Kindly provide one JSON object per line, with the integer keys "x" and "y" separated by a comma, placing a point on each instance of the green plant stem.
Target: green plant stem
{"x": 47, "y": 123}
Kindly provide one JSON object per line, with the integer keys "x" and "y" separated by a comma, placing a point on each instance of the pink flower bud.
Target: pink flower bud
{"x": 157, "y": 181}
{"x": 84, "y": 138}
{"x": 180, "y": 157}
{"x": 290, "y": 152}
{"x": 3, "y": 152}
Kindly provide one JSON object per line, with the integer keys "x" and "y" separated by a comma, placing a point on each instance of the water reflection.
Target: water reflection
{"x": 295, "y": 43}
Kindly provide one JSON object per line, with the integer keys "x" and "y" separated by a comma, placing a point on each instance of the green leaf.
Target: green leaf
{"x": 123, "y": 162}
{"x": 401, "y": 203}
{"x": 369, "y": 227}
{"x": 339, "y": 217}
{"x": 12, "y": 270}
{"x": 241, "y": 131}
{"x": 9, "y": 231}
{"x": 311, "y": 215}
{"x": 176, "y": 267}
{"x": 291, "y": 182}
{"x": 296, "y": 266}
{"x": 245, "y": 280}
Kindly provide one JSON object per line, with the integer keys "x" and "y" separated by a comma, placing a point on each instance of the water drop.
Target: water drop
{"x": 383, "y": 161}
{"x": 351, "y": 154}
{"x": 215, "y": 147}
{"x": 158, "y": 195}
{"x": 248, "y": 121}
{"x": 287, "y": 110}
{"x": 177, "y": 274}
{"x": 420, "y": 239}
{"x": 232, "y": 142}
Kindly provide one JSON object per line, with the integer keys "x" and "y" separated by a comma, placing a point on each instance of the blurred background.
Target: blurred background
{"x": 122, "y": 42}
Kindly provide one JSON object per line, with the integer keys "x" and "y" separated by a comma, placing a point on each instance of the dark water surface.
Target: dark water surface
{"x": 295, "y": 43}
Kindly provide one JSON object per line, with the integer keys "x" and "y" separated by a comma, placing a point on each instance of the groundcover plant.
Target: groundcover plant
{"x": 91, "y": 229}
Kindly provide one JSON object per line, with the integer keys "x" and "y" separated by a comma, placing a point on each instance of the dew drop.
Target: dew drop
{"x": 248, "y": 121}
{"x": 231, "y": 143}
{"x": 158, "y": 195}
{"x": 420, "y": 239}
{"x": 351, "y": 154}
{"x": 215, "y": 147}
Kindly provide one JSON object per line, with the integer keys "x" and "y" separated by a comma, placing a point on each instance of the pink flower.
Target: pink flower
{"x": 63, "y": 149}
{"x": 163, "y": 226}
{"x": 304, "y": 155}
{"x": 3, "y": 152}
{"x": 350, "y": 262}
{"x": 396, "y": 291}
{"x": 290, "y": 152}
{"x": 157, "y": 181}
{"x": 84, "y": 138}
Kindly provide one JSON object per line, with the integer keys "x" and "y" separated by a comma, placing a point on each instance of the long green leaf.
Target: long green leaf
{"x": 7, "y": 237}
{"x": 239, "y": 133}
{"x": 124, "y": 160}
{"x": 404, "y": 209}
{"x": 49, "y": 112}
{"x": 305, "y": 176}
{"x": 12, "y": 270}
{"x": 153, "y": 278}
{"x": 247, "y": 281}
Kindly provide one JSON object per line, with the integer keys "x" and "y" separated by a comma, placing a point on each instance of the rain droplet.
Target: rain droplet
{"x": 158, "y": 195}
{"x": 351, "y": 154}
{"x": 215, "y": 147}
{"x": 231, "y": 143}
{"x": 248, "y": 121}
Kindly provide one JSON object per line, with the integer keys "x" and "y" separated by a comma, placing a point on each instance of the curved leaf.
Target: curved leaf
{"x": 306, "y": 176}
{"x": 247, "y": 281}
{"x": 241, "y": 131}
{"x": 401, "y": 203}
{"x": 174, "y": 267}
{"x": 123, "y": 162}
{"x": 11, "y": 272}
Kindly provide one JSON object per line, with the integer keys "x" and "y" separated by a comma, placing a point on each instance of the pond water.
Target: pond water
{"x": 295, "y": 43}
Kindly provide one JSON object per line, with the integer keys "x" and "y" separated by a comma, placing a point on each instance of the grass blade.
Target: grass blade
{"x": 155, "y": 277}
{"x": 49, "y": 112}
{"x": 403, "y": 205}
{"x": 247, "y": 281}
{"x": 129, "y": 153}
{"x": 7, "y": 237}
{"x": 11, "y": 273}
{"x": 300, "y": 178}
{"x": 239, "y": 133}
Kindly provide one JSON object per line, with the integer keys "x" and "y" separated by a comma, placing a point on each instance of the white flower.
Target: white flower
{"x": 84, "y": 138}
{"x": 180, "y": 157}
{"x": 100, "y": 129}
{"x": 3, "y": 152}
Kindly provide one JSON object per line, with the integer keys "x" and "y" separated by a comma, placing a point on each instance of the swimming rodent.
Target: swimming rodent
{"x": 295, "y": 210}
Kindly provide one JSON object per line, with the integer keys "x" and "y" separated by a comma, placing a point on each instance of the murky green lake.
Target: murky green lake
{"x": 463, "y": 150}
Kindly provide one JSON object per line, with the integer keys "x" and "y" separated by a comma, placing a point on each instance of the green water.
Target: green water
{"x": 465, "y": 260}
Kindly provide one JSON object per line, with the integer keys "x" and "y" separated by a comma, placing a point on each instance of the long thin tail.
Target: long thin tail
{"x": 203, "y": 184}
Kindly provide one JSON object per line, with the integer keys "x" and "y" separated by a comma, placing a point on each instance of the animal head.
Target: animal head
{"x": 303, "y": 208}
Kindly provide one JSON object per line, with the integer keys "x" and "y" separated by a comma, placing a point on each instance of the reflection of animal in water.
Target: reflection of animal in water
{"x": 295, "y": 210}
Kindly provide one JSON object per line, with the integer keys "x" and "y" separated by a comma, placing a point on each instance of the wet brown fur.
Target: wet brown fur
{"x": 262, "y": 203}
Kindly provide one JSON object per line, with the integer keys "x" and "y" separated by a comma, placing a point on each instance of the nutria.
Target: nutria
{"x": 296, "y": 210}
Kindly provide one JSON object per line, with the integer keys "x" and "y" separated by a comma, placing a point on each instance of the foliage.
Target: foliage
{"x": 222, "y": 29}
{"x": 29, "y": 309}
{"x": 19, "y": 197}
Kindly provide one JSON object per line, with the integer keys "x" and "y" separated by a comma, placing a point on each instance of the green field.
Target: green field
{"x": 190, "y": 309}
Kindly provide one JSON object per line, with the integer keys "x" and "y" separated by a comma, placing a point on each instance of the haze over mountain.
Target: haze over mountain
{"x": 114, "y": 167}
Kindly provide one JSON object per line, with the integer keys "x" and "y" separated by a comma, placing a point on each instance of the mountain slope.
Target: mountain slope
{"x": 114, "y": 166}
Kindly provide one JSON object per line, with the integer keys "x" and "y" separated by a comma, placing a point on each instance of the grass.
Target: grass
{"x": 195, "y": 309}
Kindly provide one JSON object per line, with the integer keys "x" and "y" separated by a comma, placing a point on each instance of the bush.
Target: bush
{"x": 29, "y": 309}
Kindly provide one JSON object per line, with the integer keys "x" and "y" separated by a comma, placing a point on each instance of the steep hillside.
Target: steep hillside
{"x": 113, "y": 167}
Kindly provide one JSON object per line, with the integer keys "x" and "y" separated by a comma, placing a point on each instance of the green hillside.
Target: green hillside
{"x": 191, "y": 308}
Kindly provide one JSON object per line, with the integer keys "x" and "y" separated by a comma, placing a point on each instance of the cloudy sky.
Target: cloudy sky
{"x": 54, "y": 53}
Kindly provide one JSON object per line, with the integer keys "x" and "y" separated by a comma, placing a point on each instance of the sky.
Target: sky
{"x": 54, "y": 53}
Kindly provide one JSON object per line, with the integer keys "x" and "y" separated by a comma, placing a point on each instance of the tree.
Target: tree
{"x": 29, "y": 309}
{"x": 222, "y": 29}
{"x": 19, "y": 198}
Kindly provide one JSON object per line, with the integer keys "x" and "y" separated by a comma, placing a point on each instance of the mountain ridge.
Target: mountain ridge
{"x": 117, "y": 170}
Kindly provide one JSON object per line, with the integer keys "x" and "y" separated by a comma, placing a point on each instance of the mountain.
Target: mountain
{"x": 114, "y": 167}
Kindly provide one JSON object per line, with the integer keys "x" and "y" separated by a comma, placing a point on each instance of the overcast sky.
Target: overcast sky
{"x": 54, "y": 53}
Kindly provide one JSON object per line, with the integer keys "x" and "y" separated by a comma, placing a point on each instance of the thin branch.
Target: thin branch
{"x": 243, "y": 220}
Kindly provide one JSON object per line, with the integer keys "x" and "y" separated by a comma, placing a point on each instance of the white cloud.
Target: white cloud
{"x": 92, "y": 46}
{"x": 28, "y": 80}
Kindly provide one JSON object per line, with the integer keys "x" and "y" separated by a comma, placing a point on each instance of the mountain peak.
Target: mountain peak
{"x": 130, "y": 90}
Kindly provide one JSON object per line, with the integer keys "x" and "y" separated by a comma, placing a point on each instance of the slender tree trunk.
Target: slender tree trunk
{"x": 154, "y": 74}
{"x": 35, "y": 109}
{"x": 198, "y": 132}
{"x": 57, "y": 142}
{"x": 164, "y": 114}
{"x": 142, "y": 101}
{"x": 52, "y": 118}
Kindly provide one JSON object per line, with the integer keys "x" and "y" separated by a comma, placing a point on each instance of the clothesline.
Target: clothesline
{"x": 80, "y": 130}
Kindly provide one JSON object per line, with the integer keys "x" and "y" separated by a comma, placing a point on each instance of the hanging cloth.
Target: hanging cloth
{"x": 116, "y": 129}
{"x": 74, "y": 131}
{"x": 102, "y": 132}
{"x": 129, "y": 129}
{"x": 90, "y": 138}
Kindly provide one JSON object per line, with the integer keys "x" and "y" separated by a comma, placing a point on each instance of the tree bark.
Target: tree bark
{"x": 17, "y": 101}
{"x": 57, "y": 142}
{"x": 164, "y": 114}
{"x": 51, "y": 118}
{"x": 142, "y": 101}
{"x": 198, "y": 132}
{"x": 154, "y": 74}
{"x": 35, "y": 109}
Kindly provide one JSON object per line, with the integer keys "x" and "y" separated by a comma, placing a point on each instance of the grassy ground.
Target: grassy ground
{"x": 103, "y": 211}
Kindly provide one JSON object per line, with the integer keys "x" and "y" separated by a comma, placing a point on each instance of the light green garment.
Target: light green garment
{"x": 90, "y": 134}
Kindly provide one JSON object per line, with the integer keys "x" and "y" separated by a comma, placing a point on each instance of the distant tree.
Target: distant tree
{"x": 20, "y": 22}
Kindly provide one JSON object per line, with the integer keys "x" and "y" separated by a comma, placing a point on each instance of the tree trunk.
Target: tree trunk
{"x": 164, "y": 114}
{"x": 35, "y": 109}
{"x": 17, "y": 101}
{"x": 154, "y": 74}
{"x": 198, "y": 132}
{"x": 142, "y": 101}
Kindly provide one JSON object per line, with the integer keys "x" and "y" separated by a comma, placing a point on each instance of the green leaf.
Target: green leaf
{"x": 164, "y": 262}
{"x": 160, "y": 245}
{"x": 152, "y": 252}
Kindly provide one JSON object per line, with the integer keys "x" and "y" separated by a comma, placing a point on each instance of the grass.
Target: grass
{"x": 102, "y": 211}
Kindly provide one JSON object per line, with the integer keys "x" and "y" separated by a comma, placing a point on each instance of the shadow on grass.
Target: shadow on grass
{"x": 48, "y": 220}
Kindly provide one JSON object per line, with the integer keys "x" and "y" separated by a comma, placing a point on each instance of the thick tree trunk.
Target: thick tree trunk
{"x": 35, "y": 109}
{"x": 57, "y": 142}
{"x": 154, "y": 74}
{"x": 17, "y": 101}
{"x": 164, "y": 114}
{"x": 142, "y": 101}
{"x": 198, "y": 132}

Instructions for the task :: Transcribe word for word the lines from the one holding "the tree trunk." to the last line of the listing above, inclusive.

Exercise answer ::
Kindly provide one JSON object per line, with the integer keys "x" and "y" separated by a comma, placing a point on each instance of the tree trunk.
Target: tree trunk
{"x": 164, "y": 114}
{"x": 35, "y": 109}
{"x": 17, "y": 101}
{"x": 154, "y": 74}
{"x": 198, "y": 132}
{"x": 142, "y": 101}
Kindly provide one JSON object per line, with the integer keys "x" and "y" separated by a comma, placing a point on each instance of the green leaf.
Target: green leaf
{"x": 164, "y": 262}
{"x": 160, "y": 245}
{"x": 152, "y": 252}
Kindly provide one JSON object per line, with the integer keys "x" and "y" separated by a comma, placing a point on each instance of the grass.
Target: grass
{"x": 102, "y": 211}
Kindly provide one JSON object per line, with the integer keys "x" and "y" separated by a comma, placing a point on each instance of the shadow on grass.
Target: shadow on grass
{"x": 48, "y": 220}
Kindly provide one JSON object per line, with the integer keys "x" and "y" separated by a comma, placing a point on each instance of the thick tree trunk.
Target: thick tree trunk
{"x": 35, "y": 109}
{"x": 57, "y": 142}
{"x": 154, "y": 74}
{"x": 17, "y": 101}
{"x": 164, "y": 114}
{"x": 142, "y": 101}
{"x": 198, "y": 132}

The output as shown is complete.